▸ What is expected
Tally the lines in the listing below that contain the string "fence", counting a match only when the case is the same, and reply with the number alone.

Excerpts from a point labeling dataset
= = = = =

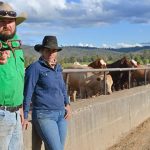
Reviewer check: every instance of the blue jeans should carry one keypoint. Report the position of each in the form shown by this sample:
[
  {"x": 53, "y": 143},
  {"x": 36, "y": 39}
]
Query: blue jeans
[
  {"x": 11, "y": 137},
  {"x": 51, "y": 127}
]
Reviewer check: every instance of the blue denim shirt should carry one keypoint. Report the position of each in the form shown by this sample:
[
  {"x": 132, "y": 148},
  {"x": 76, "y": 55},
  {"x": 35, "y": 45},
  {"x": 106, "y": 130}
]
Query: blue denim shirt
[{"x": 45, "y": 87}]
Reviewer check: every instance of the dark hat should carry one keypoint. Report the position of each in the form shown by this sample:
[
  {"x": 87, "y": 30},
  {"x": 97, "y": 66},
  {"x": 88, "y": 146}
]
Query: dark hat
[
  {"x": 49, "y": 42},
  {"x": 6, "y": 11}
]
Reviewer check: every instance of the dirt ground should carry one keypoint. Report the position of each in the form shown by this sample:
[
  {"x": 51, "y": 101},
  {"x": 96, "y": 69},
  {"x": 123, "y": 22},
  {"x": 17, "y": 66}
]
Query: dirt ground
[{"x": 138, "y": 139}]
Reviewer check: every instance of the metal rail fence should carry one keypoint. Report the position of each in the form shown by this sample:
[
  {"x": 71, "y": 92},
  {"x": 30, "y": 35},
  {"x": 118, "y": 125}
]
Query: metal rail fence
[{"x": 105, "y": 71}]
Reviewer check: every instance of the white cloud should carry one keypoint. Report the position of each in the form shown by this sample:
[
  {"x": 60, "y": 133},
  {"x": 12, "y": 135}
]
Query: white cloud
[
  {"x": 122, "y": 45},
  {"x": 125, "y": 45},
  {"x": 85, "y": 12},
  {"x": 86, "y": 45}
]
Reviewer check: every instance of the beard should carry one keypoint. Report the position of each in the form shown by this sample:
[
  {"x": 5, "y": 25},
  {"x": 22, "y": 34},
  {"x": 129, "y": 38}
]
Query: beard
[{"x": 5, "y": 37}]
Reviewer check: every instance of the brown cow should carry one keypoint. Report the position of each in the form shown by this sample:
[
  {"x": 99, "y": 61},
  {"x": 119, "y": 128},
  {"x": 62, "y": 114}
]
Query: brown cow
[
  {"x": 86, "y": 85},
  {"x": 138, "y": 76}
]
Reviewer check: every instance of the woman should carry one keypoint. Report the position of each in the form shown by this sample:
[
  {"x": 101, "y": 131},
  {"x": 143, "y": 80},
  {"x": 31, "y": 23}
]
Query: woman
[{"x": 45, "y": 87}]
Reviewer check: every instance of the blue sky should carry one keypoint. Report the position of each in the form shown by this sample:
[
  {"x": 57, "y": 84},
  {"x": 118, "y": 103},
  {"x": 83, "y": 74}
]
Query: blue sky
[{"x": 101, "y": 23}]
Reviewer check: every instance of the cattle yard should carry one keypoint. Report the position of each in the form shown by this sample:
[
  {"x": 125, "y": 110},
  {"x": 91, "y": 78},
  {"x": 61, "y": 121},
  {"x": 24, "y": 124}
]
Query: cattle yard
[{"x": 106, "y": 86}]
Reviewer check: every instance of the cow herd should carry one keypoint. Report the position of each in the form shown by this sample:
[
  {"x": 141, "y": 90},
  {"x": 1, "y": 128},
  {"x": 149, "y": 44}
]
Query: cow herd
[{"x": 90, "y": 84}]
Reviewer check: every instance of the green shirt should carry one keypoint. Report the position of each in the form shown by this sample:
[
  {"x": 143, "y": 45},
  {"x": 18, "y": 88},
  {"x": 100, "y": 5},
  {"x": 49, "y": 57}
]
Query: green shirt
[{"x": 12, "y": 79}]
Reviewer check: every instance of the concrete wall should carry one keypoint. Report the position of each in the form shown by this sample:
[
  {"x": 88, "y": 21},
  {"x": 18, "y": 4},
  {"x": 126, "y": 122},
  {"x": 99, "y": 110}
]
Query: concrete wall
[{"x": 100, "y": 122}]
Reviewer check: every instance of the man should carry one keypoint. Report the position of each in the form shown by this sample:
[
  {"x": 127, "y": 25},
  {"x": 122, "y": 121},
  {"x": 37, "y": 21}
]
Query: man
[{"x": 11, "y": 79}]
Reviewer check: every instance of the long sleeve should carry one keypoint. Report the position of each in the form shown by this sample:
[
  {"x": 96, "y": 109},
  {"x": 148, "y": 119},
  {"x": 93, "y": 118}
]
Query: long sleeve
[{"x": 31, "y": 78}]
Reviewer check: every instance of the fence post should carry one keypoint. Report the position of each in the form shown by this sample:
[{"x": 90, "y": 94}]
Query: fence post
[{"x": 129, "y": 80}]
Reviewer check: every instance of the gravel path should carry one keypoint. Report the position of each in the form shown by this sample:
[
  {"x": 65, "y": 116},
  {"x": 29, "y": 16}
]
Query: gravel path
[{"x": 138, "y": 139}]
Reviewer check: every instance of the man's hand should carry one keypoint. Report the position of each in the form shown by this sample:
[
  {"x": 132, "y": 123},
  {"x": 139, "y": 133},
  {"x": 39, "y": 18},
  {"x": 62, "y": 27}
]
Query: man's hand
[
  {"x": 4, "y": 55},
  {"x": 68, "y": 112},
  {"x": 25, "y": 124}
]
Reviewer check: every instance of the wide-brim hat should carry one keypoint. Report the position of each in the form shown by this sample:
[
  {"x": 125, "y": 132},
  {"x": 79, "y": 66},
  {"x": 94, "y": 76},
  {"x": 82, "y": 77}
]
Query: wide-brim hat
[
  {"x": 6, "y": 8},
  {"x": 49, "y": 42}
]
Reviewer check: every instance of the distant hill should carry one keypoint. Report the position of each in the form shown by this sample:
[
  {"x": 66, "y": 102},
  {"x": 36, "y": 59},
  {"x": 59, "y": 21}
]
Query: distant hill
[{"x": 78, "y": 51}]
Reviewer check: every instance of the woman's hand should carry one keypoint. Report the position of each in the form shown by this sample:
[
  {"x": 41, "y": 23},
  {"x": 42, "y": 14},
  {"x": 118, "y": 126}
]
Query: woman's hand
[
  {"x": 25, "y": 124},
  {"x": 68, "y": 112}
]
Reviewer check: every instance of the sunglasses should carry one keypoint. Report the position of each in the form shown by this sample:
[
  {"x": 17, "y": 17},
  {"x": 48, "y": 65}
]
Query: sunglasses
[{"x": 9, "y": 13}]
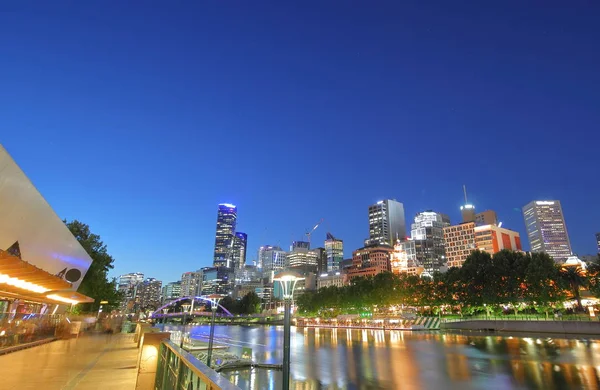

= = = = =

▸ Response
4